* [Excerpt provided]:
'''
Genetic Algorithms

Reproducing images by evolving populations of polygons

Visit the site to learn more and try it yourself!

Genetic Algorithms
Genetic Algorithms Overview
- Metaheuristics
- Genetic Algorithms
  - Goal
  - Setup
  - Evaluation
  - Selection
  - Reproduction
  - Replacement
Things I've Learned Trying to Recreate the Mona Lisa
This Site
- Site Tour
- Site Architecture
Running The Code
- Troubleshooting
  - Mac
Resources

Genetic Algorithms Overview

Metaheuristics

A set of techniques that are useful for solving a hard problem that typically has these characteristics:

It's not obvious how to find a solution to the problem
It's easy to check if a solution is good, or at least better than another one
The solution space is so large that simple brute force, trial and error isn't going to work

Metaheuristics are a type of stochastic optimization, algorithms that use some randomness to find a solution.
Many of them can be boiled down to a simple concept called hill climbing:

Pick a random solution as your starting point (it'll probably be bad, that's okay)
Randomly tweak it a bit to get a slightly different solution
Is the new one better? Awesome, keep it, otherwise keep the original
Repeat until you've "climbed the hill" to a good solution

Genetic Algorithms

A subcategory of Metaheuristics that borrows concepts from evolutionary biology.
Rather than testing a single solution at a time, these use a population of candidate solutions and through a process of not-so-natural selection "evolve" a good solution.
Let's walk through what that means below using this project as an example.

Goal

The algorithm stops when one of two things happens: we reach our ideal solution or (more likely) we run out of time, here measured in generations.

Given a target image, e.g. The Mona Lisa, we want to recreate it as closely as possible using a number of colored polygons.

Setup

We start with a population of candidate solutions called organisms.
Each organism has a set of chromosomes that represent its attempt at a solution.
The first generation is created randomly.

In our case, each chromosome encodes a single polygon - a list of (x,y) points and a color. Each organism has a list of chromosomes that comprise its solution.

Evaluation

We then apply a fitness function to each organism, assigning it a score based on how good of a solution it is.

Here that means rendering an organism's polygons to a canvas and then comparing that canvas pixel by pixel to the target image. At each pixel we subtract the difference between what the value should be and what the organism produced.

Selection

Once everybody has a score, it's time to reproduce!
Using a selection algorithm, we choose organisms from the population, typically two, as parent(s) and breed them to produce two new offspring. There are a variety of selection methods out there.

In this project you can choose between Tournament Selection, Roulette Selection, and Stochastic Universal Sampling. More info on each can be found in the Resources section.

Reproduction

Breeding our newly chosen parents consists of two operations:
Crossover - a recombination of the parents' chromosomes to produce two new sets in their offspring.
'''
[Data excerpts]
'''
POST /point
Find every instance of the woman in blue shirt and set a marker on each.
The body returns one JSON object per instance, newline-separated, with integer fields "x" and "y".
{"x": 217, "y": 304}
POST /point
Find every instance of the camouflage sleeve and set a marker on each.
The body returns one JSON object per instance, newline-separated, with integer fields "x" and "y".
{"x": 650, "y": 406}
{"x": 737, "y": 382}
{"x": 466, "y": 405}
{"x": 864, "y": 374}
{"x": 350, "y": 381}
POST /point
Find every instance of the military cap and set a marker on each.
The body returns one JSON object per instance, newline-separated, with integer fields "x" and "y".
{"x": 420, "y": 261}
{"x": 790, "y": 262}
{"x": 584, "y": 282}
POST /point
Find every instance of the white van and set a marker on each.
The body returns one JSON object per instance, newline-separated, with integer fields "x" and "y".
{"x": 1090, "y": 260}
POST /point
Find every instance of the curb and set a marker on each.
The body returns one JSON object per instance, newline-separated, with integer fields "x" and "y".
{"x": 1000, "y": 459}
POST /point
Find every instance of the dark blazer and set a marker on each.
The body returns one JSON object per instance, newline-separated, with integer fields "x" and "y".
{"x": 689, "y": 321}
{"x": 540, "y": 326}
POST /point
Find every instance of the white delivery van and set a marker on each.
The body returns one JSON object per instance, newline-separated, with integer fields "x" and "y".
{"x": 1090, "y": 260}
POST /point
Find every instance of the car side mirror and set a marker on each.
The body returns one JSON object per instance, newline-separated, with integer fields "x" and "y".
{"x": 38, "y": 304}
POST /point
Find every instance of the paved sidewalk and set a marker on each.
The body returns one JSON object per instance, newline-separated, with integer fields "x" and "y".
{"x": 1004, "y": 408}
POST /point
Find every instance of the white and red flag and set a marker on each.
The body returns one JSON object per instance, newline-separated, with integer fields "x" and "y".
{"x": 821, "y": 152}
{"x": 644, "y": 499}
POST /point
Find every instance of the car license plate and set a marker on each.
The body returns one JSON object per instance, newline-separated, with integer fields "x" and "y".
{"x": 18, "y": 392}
'''
* [To do]:
1. Translate this sentence from the genetic algorithms overview into Spanish: "The first generation is created randomly."
2. Name every selection method that the genetic algorithms overview says the project lets you choose between.

* [Responses to the exercise]:
1. La primera generación se crea de forma aleatoria.

2. Tournament Selection, Roulette Selection, Stochastic Universal Sampling